Ruth Gotian, full time çalışır, annelik yaparken çağımızın en başarılı bilim insanlarının nasıl muvaffak olduğu konusunda, 43 yaşında doktora yapmaya karar verdi.
Öğrendiklerini kısa bir süre önce Başarı Faktörü (The Success Factor) adlı kitapta yayımladı.
Olağanüstü başarı yakalamış kişilerin davranışlarında, kafa yapılarında, hayat tarzlarında, aynı düzeyi yakalamak isteyen kişiler tarafından ders alınacak özellikler var mı idi?
Gotian bu sorunun cevabını öğrenmeye yönelik çalışmalarını başlangıçta Nobel ve Amerika’nın ünlü ödüllerini kazanmış bilimciler üzerinde yoğunlaştırdı.
Daha sonra onların arasına başka sahalarda üst düzey başarı kazanmış kişileri de kattı.
İlk gözlemlediği şeylerden biri; Nobel ödülü kazanmış olsun, Olimpiyat şampiyonu veya astronot olsun, bunların zihin yapısının (mindset) birbirine çok benzediği oldu.
Buna dayanarak, aynı zihniyet birden çok sahada geçerli ise o zaman “başarı tekrarlanabilecek bir maharet olabilir” sonucuna vardı.
Ama kime başarılı denilebilirdi?

Veri kayıtları:
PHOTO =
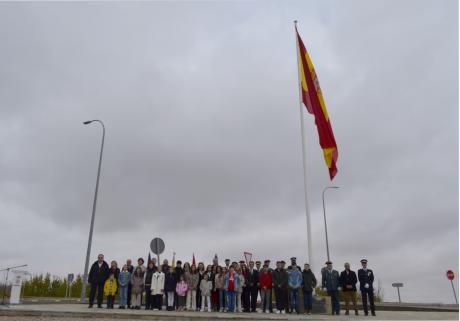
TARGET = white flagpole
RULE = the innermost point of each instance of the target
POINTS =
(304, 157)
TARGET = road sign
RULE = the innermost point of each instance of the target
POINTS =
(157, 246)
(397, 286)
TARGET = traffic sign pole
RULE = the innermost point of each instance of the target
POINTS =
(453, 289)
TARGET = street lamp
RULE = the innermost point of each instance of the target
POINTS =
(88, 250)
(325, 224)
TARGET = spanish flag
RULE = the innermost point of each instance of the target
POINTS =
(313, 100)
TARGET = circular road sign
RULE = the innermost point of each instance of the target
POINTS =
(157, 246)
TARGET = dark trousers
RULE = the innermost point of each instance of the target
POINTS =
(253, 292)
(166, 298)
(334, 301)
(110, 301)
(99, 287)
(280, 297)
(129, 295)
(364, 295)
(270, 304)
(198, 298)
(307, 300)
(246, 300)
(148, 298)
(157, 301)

--

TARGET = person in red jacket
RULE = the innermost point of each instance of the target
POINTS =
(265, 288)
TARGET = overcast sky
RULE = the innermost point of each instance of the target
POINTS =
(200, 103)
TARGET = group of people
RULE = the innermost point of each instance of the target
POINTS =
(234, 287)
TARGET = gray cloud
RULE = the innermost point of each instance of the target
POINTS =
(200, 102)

--

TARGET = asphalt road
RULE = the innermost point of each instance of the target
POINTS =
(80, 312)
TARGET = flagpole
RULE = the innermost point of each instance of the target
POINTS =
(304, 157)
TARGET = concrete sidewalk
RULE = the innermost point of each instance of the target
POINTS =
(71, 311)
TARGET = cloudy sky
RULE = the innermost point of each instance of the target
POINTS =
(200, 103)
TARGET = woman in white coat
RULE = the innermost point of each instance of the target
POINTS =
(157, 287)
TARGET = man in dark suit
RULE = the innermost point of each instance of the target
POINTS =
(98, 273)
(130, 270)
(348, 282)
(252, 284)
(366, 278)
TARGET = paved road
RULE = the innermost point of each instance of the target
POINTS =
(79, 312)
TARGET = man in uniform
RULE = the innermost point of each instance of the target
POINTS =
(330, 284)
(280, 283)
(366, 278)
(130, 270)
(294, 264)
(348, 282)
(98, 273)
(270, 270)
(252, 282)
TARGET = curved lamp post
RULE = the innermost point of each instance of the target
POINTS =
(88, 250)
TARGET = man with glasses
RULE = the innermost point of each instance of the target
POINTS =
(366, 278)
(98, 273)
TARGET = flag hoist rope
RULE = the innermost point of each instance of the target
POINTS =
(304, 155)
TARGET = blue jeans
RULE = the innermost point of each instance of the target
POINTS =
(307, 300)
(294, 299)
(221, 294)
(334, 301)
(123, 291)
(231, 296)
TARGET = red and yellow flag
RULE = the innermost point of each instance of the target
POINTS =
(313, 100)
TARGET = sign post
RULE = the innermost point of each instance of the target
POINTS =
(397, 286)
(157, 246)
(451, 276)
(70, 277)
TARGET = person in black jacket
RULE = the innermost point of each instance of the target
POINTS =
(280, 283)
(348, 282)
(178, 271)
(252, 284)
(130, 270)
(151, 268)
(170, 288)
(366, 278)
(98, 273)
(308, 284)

Yapılacak işler:
1 > Ruth Gotian hakkındaki metne göre Gotian doktora yapmaya kaç yaşında karar verdi?
2 > Ruth Gotian hakkındaki metinde "Ruth Gotian, full" ifadesinden "kişileri de kattı." ifadesine kadar uzanan bölümü değiştirmeden yazın.

Görev çözümleri:
1 > 43 yaşında.

2 >
Ruth Gotian, full time çalışır, annelik yaparken çağımızın en başarılı bilim insanlarının nasıl muvaffak olduğu konusunda, 43 yaşında doktora yapmaya karar verdi.
Öğrendiklerini kısa bir süre önce Başarı Faktörü (The Success Factor) adlı kitapta yayımladı.
Olağanüstü başarı yakalamış kişilerin davranışlarında, kafa yapılarında, hayat tarzlarında, aynı düzeyi yakalamak isteyen kişiler tarafından ders alınacak özellikler var mı idi?
Gotian bu sorunun cevabını öğrenmeye yönelik çalışmalarını başlangıçta Nobel ve Amerika’nın ünlü ödüllerini kazanmış bilimciler üzerinde yoğunlaştırdı.
Daha sonra onların arasına başka sahalarda üst düzey başarı kazanmış kişileri de kattı.